▶ [Extracted data]:
'''
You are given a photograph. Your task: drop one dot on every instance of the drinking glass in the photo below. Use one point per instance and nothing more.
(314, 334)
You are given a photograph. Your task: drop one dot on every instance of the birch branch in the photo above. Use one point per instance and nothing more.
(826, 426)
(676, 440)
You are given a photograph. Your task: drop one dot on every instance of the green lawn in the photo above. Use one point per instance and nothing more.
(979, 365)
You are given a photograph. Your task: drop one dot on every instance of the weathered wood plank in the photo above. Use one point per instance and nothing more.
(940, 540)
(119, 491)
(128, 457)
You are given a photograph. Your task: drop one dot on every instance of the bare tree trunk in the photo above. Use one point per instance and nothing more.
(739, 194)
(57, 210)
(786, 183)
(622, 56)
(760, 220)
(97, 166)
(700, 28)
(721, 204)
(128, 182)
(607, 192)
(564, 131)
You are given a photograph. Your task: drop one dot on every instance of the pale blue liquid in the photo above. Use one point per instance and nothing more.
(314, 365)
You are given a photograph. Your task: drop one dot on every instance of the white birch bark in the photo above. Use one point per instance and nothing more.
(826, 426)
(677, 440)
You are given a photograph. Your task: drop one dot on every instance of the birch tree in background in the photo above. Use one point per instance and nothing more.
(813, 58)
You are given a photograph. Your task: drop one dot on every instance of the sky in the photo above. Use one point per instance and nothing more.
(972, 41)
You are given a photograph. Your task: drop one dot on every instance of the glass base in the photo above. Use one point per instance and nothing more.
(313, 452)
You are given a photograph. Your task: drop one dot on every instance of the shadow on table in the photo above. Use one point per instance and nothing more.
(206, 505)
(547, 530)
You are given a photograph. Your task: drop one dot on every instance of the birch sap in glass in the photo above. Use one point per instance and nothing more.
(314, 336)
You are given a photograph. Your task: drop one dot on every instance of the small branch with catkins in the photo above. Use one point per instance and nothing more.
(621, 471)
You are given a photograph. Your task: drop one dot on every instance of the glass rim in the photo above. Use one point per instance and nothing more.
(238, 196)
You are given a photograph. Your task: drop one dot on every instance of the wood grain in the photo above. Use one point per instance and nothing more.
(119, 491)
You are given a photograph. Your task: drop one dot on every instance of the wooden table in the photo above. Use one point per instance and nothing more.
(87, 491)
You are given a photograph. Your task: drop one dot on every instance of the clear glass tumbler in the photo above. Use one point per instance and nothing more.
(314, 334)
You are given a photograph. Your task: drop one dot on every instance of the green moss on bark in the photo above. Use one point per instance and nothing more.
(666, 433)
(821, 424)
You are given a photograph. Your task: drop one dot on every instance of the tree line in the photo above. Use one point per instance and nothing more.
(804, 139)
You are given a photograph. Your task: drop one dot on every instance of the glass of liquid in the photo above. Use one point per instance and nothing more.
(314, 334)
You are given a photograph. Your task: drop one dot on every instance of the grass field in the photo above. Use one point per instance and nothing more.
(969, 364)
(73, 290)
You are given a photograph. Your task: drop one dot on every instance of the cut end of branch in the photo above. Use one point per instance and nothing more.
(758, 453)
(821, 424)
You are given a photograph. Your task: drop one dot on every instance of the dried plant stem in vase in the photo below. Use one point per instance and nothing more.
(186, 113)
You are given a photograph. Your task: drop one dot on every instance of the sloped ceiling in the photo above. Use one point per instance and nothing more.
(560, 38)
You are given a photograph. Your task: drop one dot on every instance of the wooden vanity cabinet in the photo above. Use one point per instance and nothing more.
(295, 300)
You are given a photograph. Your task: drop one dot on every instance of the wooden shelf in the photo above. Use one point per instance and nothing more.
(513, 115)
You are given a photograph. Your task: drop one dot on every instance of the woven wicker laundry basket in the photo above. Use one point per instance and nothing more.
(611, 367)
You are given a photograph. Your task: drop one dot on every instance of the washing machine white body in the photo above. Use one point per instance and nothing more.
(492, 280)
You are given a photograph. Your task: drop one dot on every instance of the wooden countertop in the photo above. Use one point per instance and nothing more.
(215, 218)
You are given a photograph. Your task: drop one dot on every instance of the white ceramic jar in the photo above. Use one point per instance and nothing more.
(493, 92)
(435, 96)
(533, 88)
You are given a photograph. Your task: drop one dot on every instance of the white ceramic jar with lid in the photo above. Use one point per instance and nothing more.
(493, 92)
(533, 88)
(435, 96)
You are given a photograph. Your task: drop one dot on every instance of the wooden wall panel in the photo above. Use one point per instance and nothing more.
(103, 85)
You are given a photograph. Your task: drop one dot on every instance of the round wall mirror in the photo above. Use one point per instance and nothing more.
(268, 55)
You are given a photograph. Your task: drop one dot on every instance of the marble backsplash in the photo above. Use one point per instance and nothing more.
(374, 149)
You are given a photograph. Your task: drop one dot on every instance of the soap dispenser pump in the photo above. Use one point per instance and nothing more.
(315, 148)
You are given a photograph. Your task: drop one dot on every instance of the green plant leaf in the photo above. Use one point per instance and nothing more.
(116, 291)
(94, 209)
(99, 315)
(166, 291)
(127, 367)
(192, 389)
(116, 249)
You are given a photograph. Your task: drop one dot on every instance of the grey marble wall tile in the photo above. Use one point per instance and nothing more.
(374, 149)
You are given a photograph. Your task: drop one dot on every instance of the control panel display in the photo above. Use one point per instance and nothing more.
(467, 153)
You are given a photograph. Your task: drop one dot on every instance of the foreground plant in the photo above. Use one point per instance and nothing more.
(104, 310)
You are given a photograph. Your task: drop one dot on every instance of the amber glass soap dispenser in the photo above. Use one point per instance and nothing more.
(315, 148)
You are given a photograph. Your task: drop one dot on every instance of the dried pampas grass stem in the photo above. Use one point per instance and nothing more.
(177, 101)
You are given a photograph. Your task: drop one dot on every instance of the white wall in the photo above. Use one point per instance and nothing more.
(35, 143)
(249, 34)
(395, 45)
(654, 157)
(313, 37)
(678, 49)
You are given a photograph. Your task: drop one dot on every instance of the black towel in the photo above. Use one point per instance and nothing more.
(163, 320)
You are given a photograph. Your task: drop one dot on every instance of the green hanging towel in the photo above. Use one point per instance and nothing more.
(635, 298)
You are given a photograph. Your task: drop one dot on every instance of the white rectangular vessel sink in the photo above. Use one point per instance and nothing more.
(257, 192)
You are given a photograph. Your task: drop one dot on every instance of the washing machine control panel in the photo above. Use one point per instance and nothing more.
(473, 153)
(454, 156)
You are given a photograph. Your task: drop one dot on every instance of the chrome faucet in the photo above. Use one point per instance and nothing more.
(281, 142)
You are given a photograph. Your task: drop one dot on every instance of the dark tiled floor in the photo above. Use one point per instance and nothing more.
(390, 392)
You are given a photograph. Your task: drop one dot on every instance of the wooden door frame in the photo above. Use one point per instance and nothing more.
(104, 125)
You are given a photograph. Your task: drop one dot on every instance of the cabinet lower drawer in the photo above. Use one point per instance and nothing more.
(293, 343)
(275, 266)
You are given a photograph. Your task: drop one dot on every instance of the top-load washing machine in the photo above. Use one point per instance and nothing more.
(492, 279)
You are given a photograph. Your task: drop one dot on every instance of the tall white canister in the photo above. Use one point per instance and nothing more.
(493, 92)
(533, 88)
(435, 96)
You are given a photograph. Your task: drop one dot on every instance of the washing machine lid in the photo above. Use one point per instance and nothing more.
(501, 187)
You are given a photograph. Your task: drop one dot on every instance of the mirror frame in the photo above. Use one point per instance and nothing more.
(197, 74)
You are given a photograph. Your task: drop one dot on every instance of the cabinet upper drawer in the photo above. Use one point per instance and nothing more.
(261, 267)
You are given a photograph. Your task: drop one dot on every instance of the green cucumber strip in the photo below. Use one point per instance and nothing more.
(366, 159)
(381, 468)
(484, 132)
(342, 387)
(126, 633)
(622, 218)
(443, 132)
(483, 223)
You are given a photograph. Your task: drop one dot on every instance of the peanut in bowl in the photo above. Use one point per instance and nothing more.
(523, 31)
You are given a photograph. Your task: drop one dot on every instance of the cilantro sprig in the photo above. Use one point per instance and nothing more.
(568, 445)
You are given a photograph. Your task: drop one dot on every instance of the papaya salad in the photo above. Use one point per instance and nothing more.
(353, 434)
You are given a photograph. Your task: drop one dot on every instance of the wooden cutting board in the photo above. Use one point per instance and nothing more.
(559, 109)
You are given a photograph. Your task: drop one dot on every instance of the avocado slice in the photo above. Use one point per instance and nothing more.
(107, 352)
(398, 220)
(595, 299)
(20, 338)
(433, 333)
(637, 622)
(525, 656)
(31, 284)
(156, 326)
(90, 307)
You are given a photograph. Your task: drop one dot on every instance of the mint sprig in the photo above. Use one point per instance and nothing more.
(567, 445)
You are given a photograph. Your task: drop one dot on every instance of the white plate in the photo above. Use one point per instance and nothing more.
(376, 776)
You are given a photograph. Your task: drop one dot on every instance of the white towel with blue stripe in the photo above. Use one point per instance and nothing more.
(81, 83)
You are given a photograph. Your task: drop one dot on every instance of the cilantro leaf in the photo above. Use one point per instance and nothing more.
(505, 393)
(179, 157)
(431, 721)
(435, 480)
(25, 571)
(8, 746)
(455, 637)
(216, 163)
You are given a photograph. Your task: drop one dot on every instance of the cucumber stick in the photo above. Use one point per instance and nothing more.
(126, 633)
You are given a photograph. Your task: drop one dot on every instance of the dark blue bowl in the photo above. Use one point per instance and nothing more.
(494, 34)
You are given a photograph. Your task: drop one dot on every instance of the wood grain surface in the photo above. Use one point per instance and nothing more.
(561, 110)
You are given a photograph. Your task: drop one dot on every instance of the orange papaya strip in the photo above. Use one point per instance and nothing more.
'''
▶ [Work to complete]: The required output is the exact sequence of lines from the one containing "wood grain surface" through the end of the listing, both endpoints included.

▶ [Written response]:
You are given a photograph. Your task: drop one dot on every instance of the wood grain surface in the photo above. Use one point per instance and nothing more.
(561, 110)
You are given a photograph. Your task: drop one dot on every instance of the orange papaya strip in the photo above. Use one point per instance and nothing more.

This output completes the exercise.